Point-based annotation records
%%

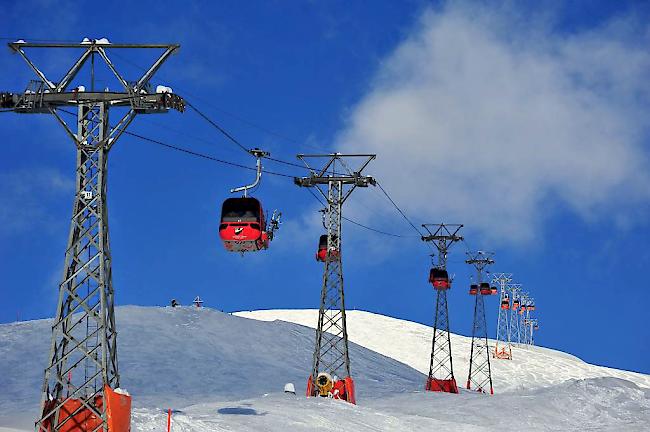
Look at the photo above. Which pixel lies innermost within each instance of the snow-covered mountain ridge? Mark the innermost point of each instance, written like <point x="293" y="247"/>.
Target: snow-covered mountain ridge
<point x="410" y="343"/>
<point x="223" y="372"/>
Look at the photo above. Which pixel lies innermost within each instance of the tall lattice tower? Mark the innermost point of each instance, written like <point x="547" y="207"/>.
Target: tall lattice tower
<point x="82" y="374"/>
<point x="524" y="319"/>
<point x="331" y="358"/>
<point x="480" y="371"/>
<point x="441" y="368"/>
<point x="502" y="348"/>
<point x="513" y="330"/>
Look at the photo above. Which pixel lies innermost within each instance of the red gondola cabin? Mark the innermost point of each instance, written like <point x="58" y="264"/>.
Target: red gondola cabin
<point x="439" y="279"/>
<point x="485" y="288"/>
<point x="243" y="228"/>
<point x="321" y="255"/>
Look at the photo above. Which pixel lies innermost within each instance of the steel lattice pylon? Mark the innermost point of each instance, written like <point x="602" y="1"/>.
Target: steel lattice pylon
<point x="502" y="348"/>
<point x="480" y="371"/>
<point x="331" y="349"/>
<point x="82" y="369"/>
<point x="441" y="368"/>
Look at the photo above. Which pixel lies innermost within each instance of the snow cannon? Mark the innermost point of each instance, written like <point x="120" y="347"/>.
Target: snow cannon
<point x="324" y="384"/>
<point x="485" y="288"/>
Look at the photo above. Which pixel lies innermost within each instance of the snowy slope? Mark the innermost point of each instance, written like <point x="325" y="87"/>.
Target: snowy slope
<point x="174" y="357"/>
<point x="410" y="343"/>
<point x="225" y="373"/>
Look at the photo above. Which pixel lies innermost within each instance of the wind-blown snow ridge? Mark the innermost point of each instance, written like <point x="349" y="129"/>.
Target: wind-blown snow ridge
<point x="410" y="343"/>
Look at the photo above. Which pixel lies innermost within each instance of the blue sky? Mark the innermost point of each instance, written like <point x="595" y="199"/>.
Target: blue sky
<point x="525" y="123"/>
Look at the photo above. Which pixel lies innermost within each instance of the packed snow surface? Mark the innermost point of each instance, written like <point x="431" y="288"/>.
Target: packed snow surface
<point x="221" y="372"/>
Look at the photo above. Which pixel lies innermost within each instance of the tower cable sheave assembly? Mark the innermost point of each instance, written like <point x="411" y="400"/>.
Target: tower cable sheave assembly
<point x="480" y="371"/>
<point x="330" y="374"/>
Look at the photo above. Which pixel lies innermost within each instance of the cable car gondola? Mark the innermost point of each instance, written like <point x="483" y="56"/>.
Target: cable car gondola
<point x="439" y="278"/>
<point x="243" y="226"/>
<point x="485" y="288"/>
<point x="321" y="254"/>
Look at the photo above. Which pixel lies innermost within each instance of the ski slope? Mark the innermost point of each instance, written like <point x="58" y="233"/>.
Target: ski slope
<point x="223" y="372"/>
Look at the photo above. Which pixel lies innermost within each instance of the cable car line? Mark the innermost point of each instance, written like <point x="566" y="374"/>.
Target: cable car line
<point x="399" y="210"/>
<point x="219" y="128"/>
<point x="237" y="165"/>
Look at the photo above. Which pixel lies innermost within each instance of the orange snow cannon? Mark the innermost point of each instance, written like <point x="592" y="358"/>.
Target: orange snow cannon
<point x="326" y="386"/>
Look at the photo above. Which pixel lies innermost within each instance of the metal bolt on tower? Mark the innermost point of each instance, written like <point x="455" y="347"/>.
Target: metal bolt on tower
<point x="480" y="372"/>
<point x="441" y="369"/>
<point x="82" y="371"/>
<point x="331" y="358"/>
<point x="502" y="348"/>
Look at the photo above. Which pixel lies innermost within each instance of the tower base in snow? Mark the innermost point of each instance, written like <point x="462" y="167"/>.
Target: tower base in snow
<point x="75" y="416"/>
<point x="447" y="386"/>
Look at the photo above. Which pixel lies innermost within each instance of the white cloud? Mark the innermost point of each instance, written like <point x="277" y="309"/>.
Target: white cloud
<point x="26" y="199"/>
<point x="481" y="119"/>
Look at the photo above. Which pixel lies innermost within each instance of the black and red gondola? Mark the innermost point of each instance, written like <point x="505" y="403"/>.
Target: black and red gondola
<point x="321" y="254"/>
<point x="244" y="226"/>
<point x="505" y="303"/>
<point x="439" y="278"/>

%%

[INSTRUCTIONS FOR THE TASK] Write out all of the records above word for word, leaving out the pictures.

[COMPLETED TASK]
Look at the photo above. Which pixel lies innermost within each instance of the snow-covered mountain ridge? Mark the innermost point of each instance, written like <point x="293" y="247"/>.
Target: snow-covered mountain ridge
<point x="410" y="343"/>
<point x="223" y="372"/>
Look at the photo above. Which pixel lies innermost within each instance of the tall lattice tower? Mark the innermost point of each instance, written like <point x="547" y="207"/>.
Target: tall lattice tower
<point x="82" y="374"/>
<point x="524" y="319"/>
<point x="331" y="358"/>
<point x="480" y="371"/>
<point x="441" y="368"/>
<point x="502" y="348"/>
<point x="513" y="330"/>
Look at the photo above. Which pixel lies innermost within each instance of the red gondola cabin? Mark the innermost point of each instance, written like <point x="58" y="264"/>.
Target: red gondola cabin
<point x="439" y="279"/>
<point x="485" y="288"/>
<point x="243" y="228"/>
<point x="321" y="255"/>
Look at the photo above. Which pixel lies innermost within each instance of the steel lattice pylon? Mark the innermost point of each instance, written like <point x="602" y="1"/>.
Target: steel lattice pylon
<point x="502" y="348"/>
<point x="480" y="371"/>
<point x="331" y="349"/>
<point x="82" y="369"/>
<point x="441" y="368"/>
Look at the photo above. Which pixel lies innermost within each instance of the snow cannon? Mark the innermost point of each instance, written like <point x="120" y="347"/>.
Target: snow cannon
<point x="324" y="384"/>
<point x="485" y="288"/>
Look at the photo above. Which pixel lies innermost within each instance of the snowy slope? Mark the innermost point of each instance, written like <point x="325" y="87"/>.
Target: snowy slope
<point x="174" y="357"/>
<point x="410" y="343"/>
<point x="225" y="373"/>
Look at the photo above. Which pixel lies innermost within each instance of the wind-blown snow ridge? Mark the innermost point of each instance, written like <point x="349" y="129"/>.
Target: wind-blown snow ridge
<point x="410" y="343"/>
Look at the photo above. Which pixel lies innermost within each instance of the blue sky? Mark the innermost point of each instance, written like <point x="595" y="199"/>.
Target: blue sky
<point x="525" y="123"/>
Look at the photo above. Which pixel lies innermost within each instance of the packed snow surface? Mark the innermost point of each instance, written like <point x="431" y="288"/>.
Target: packed snow surface
<point x="221" y="372"/>
Look at the photo above. Which pixel lies innermost within each instance of the tower cable sheave assembly? Mark the innermost point of each instance, written like <point x="411" y="400"/>.
Target: tower cable sheave assembly
<point x="480" y="371"/>
<point x="330" y="374"/>
Look at the photo above. Which pixel lies innermost within each instance of the cable car gondola? Mark the innermost point of each instance, written like <point x="483" y="56"/>.
Target: cable car gondola
<point x="439" y="278"/>
<point x="243" y="226"/>
<point x="485" y="288"/>
<point x="321" y="254"/>
Look at the photo above. Which pixel lies innermost within each instance of the ski slope? Mark the innermost point of each instance, written like <point x="58" y="233"/>.
Target: ski slope
<point x="223" y="372"/>
Look at the photo above. Which pixel lies innermost within each instance of the cable car line? Mark the innermost point of each instance, written like <point x="566" y="374"/>.
Target: cable car line
<point x="399" y="210"/>
<point x="219" y="128"/>
<point x="237" y="165"/>
Look at the photo above. Which pixel lies innermost within each instance of the orange snow cannon? Mark the innermost point of each instance, written like <point x="592" y="358"/>.
Target: orange snow cannon
<point x="326" y="386"/>
Look at the photo above. Which pixel lies innermost within each instance of the metal bolt on tower? Mark the innermost point of each instance, written like <point x="455" y="347"/>.
Target: metal bolt on tower
<point x="480" y="372"/>
<point x="441" y="369"/>
<point x="82" y="371"/>
<point x="331" y="358"/>
<point x="502" y="348"/>
Look at the photo above. Which pixel lies innermost within each instance of the tower base in snow? Mark the innermost point of each instance, written like <point x="462" y="167"/>.
Target: tower base in snow
<point x="75" y="416"/>
<point x="447" y="386"/>
Look at the photo above. Which pixel lies innermost within each instance of the white cloud? Mark the innermost point of each instance, written like <point x="277" y="309"/>.
Target: white cloud
<point x="26" y="199"/>
<point x="481" y="119"/>
Look at the photo above. Which pixel lies innermost within each instance of the black and red gondola? Mark the innermost point of each instance, written like <point x="505" y="403"/>.
Target: black and red gondola
<point x="321" y="254"/>
<point x="244" y="226"/>
<point x="505" y="303"/>
<point x="439" y="278"/>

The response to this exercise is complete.